Antes de 1983, Argentina había tenido democracia en sucesivos períodos, pero ella siempre contenía restricciones para elegir o ser elegido. Cuando en 1912 se sancionó la ley Sáenz Peña, el sufragio se universalizó, pero esa nota democrática era sólo para los varones porque las mujeres no votaron hasta las elecciones de 1951. El principio de representación previsto en la Constitución (1853) demoró casi un siglo para universalizarse sin distinción de género.
En los hechos, la vigencia de la ley Sáenz Peña pereció en 1930 cuando el primer golpe de Estado institucionalizó las proscripciones por razones ideológicas. La década del 30’ es conocida con el adjetivo de infame por los fraudes electorales cometidos por los conservadores. Las elecciones libres (aunque sólo masculinas) volvieron en 1946 cuando el peronismo llegó al poder hasta 1955.
A partir de ese año, la proscripción adquirió un carácter paroxístico. No solo se vedaba la presentación de Perón (en una proscripción que duró 17 años) sino que siquiera era posible nombrarlo. Lo recién dicho no es una metáfora: un decreto-ley del 9 de marzo de 1956 firmado por Aramburu y Rojas prohibía la simbología justicialista y hasta la utilización del “nombre propio del presidente depuesto o el de sus parientes”. El decreto tenía penas de hasta seis años de prisión para quienes lo violaran.
Los siguientes gobiernos electos lo fueron por delegación de un pueblo que no podía elegir todas las opciones: en las elecciones de Frondizi e Illia, el peronismo estaba prohibido; en la de Cámpora, el todavía proscripto era Perón. Recién en 1973, cuando resultó electo Perón, las elecciones fueron libres, aunque siempre bajo el condicionamiento del poder militar, siendo ésta una característica distintiva con las de 1983.
Desde los comicios en los que resultó electo Alfonsín, Argentina ha sufrido crisis en su régimen democrático (sólo dos presidentes terminaron sus períodos) pero las proscripciones jamás volvieron a suscitarse. Ese es posiblemente el mayor tesoro de nuestra democracia.
Luego de tanta sangre en la historia reciente de nuestro país, resulta desgraciado volver a hablar de “proscripciones” como se hizo tanto desde el kirchnerismo como de Unión-Pro.

=====

Objetivos:
A – Resume el texto en dos oraciones.
B – Cita literalmente todo el listado, desde su primera línea hasta la línea que contiene "pixel 175 23", ambas incluidas.
El texto y el listado son materiales independientes entre sí.

=====

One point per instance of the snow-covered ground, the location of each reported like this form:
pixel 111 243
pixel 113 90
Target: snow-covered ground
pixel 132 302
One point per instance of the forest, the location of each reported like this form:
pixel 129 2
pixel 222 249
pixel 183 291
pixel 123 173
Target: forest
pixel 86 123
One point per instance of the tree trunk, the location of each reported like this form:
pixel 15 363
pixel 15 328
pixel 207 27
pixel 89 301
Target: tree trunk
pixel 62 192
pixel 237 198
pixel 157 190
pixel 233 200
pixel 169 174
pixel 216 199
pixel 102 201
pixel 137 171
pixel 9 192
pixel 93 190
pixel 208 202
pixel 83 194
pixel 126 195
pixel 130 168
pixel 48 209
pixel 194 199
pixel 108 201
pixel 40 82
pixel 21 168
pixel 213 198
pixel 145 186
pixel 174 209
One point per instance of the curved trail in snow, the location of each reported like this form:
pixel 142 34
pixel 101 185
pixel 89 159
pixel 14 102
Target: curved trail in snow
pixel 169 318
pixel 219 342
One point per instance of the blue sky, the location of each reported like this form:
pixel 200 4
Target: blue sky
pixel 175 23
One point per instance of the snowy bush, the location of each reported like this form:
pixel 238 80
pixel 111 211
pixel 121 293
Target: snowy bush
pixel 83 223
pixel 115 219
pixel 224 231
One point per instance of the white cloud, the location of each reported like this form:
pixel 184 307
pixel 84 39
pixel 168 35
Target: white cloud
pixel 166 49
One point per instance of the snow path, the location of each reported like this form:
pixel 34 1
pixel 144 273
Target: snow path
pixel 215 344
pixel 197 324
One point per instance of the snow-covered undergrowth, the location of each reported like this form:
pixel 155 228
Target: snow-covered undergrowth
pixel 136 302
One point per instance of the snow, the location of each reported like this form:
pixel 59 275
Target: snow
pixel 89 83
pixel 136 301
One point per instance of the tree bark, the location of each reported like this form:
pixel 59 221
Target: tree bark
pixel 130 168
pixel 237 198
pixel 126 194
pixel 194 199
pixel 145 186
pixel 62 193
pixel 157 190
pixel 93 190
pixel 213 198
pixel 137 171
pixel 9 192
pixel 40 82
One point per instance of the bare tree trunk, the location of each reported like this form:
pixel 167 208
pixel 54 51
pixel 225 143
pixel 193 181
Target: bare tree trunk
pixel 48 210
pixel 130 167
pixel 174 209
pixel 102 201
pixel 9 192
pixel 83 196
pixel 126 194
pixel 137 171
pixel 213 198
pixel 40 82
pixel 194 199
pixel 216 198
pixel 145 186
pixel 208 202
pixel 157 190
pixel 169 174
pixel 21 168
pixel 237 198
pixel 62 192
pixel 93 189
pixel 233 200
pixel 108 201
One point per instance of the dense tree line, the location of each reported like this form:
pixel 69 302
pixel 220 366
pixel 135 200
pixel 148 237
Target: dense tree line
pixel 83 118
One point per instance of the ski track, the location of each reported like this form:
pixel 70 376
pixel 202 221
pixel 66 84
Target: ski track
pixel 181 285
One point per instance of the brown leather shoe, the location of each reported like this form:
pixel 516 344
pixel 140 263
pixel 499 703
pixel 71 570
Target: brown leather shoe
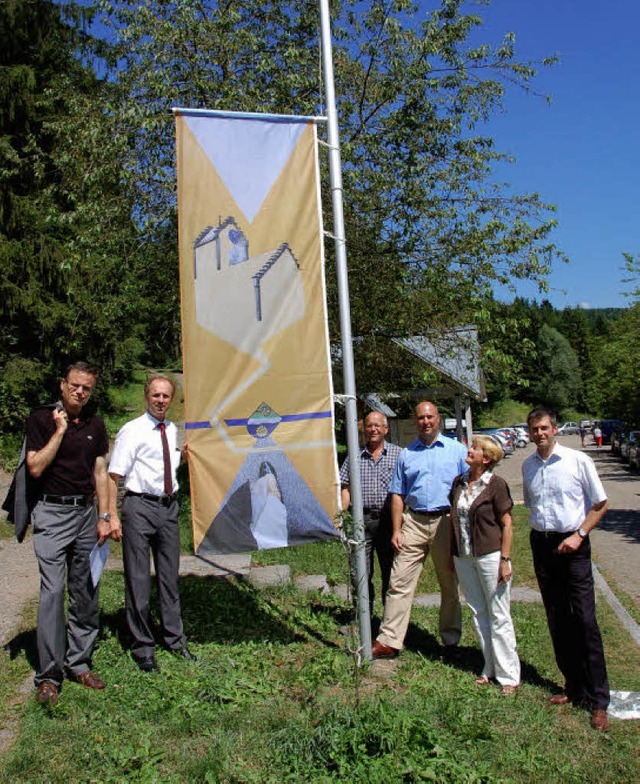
pixel 47 693
pixel 599 720
pixel 89 680
pixel 380 651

=====

Respuestas:
A – Antes de 1983, la democracia argentina siempre tuvo restricciones: las mujeres no votaron hasta 1951, y desde el golpe de 1930 hubo fraudes y proscripciones, como la de Perón, que duró 17 años. Desde la elección de Alfonsín hubo crisis en el régimen democrático, pero las proscripciones no volvieron, lo que el texto considera el mayor tesoro de la democracia.

B –
One point per instance of the snow-covered ground, the location of each reported like this form:
pixel 111 243
pixel 113 90
Target: snow-covered ground
pixel 132 302
One point per instance of the forest, the location of each reported like this form:
pixel 129 2
pixel 222 249
pixel 183 291
pixel 123 173
Target: forest
pixel 86 123
One point per instance of the tree trunk, the location of each reported like this form:
pixel 15 363
pixel 15 328
pixel 207 27
pixel 89 301
Target: tree trunk
pixel 62 192
pixel 237 198
pixel 157 190
pixel 233 200
pixel 169 174
pixel 216 199
pixel 102 201
pixel 137 171
pixel 9 192
pixel 93 190
pixel 208 202
pixel 83 194
pixel 126 195
pixel 130 168
pixel 48 209
pixel 194 199
pixel 108 201
pixel 40 82
pixel 21 168
pixel 213 198
pixel 145 186
pixel 174 209
One point per instance of the curved trail in snow, the location of each reported like this form:
pixel 142 34
pixel 101 185
pixel 89 159
pixel 14 102
Target: curved trail in snow
pixel 169 318
pixel 219 342
One point per instance of the blue sky, the location of each reported like this form:
pixel 200 4
Target: blue sky
pixel 175 23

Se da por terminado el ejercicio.